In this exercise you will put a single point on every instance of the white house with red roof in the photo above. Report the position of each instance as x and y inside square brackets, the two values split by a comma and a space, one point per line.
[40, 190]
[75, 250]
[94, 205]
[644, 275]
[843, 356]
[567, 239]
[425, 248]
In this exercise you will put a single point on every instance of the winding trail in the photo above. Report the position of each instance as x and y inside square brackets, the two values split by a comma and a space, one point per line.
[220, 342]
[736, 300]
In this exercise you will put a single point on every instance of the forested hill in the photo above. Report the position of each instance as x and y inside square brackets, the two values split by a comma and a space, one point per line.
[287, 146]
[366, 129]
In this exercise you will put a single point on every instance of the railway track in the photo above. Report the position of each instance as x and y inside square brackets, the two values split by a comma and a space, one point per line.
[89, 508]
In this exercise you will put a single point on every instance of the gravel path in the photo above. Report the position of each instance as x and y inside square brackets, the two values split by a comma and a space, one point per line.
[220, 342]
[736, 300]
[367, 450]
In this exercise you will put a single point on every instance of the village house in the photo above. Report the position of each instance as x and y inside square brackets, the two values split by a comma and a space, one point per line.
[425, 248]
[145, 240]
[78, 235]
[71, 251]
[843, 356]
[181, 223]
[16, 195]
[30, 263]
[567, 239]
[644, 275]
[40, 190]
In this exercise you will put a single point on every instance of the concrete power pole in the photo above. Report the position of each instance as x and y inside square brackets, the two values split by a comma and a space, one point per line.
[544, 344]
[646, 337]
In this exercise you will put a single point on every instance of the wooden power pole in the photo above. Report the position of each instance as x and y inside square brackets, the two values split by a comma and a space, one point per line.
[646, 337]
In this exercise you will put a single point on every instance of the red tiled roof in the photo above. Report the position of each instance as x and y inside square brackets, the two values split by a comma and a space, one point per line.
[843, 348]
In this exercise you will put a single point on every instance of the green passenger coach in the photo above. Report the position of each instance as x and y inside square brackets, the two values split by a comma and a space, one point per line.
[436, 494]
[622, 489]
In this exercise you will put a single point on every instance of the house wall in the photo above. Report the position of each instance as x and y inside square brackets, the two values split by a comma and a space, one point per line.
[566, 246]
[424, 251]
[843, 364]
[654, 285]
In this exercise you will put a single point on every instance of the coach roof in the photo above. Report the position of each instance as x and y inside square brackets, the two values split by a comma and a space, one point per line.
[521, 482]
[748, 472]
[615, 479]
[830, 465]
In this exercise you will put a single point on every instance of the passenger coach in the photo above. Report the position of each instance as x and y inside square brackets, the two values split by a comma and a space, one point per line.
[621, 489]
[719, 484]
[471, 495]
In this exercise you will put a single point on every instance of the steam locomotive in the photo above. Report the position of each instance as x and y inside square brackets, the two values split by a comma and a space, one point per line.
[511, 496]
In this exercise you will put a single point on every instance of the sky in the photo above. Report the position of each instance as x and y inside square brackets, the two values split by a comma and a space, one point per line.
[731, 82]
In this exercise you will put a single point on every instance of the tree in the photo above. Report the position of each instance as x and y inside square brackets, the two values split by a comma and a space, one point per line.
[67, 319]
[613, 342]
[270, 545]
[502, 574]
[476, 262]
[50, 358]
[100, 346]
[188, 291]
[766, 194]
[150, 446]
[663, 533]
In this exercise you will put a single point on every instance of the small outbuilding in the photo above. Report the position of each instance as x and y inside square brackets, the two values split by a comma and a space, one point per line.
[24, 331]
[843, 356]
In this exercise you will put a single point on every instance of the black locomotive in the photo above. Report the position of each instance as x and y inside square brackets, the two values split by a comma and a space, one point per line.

---------------

**What is being asked**
The whole listing above should be copied out exactly.

**Exercise output**
In this exercise you will put a single point on every instance of the white house with red roof in the photo above. Report the position of each instance as x and y inside square brackets, the two values split by a comma and a space, one point per line.
[40, 190]
[75, 250]
[94, 205]
[644, 275]
[843, 356]
[567, 239]
[425, 248]
In this exercise you will put a single point on every instance of the winding trail in the photo above. Report the position of each instance as x and y inside square brackets, the two values split by a comma and a space, one point per line.
[220, 342]
[736, 300]
In this exercise you will put a single point on every instance of the forested hill in the photo above. Report the position of each instance as x and y inside square brackets, the two values split by a comma and a space, one point per line.
[287, 146]
[366, 129]
In this exercise you will put a single point on every instance of the railway track in the photo above. Report the position of each instance as x and y inside square brackets, the two values split by a comma and a space, one point per line.
[89, 508]
In this exercise you will put a single point on every instance of the gravel path in the photo above. Report the position of each instance as x and y inside square brackets, the two values split by a comma and a space, one point per line.
[220, 342]
[736, 300]
[367, 450]
In this exercise you will put a single point on every instance of the village house in the photo above. Report the position of each instance as x and y inside square brackets, the two values split by a comma and a space, one point per line.
[425, 248]
[145, 240]
[78, 235]
[71, 251]
[843, 356]
[181, 223]
[16, 195]
[30, 263]
[567, 239]
[644, 275]
[40, 190]
In this exercise you will put a single point on every instance of the concrete power pole in the photo above. Report the position of each instance as x and y inside square brackets, the two values split by a comma and a space, one point per line.
[544, 344]
[646, 337]
In this exercise you will put a single point on every instance of the wooden power pole in the photo above. Report the position of each instance as x and y inside square brackets, the two values split by a comma and a space, one point per line.
[646, 337]
In this exercise you will put a single point on every instance of the red tiled roof in the photo above. Report the position of each instance as x and y inside square brackets, the two values split by a comma and a space, one point per line.
[843, 348]
In this exercise you will put a single point on every instance of the green passenger coach in the photo above. Report the position of each instance as x and y inside square brackets, the two values split by a comma and a space, one point per line.
[436, 494]
[622, 489]
In this exercise you will put a single point on every instance of the house wall in the photo above. Report the position of each instance as x and y inside square brackets, the two values split by a comma and a space, one point per line.
[566, 246]
[424, 251]
[843, 364]
[654, 285]
In this exercise you will put a single point on every instance of the coach roof in the photo above. Report the position of each instance as x and y inside square brackets, the two values split by a comma and a space, one point per line.
[521, 482]
[748, 472]
[615, 479]
[830, 465]
In this exercise you will put a single point on every instance of the passenger coach in the photo above. Report the position of each instance as x and y inside square brackets, the two values split by a comma and a space, one point per line.
[621, 489]
[719, 484]
[471, 495]
In this exercise you will put a single point on every instance of the steam locomotive in the photo above. Report the position of each instance as x and y inside square brackets, the two values split by a comma and a space, one point per line.
[511, 496]
In this exercise you will put a single point on every instance of the sky in the photo above. Report the position of each instance as x and y inside square brackets, the two values split by a comma and a space, one point per line.
[731, 82]
In this exercise you will put a single point on every instance of the tree in the photo above. Report the position of each instance as x and y inside square brackets, the two values split by a comma and a space, one point per line.
[67, 319]
[613, 342]
[270, 545]
[502, 574]
[476, 262]
[50, 358]
[100, 346]
[188, 291]
[766, 194]
[150, 446]
[663, 533]
In this exercise you will put a single point on every instance of the small outbuilding in the photo above. Report the position of each instance as x and y inside square brackets, the two values split by a comma and a space, one point per line.
[24, 331]
[843, 356]
In this exercise you will put a single point on every instance of the black locomotive in the photo above. Report the position of each instance as x and y inside square brackets, the two values split by a comma and a space, one point per line.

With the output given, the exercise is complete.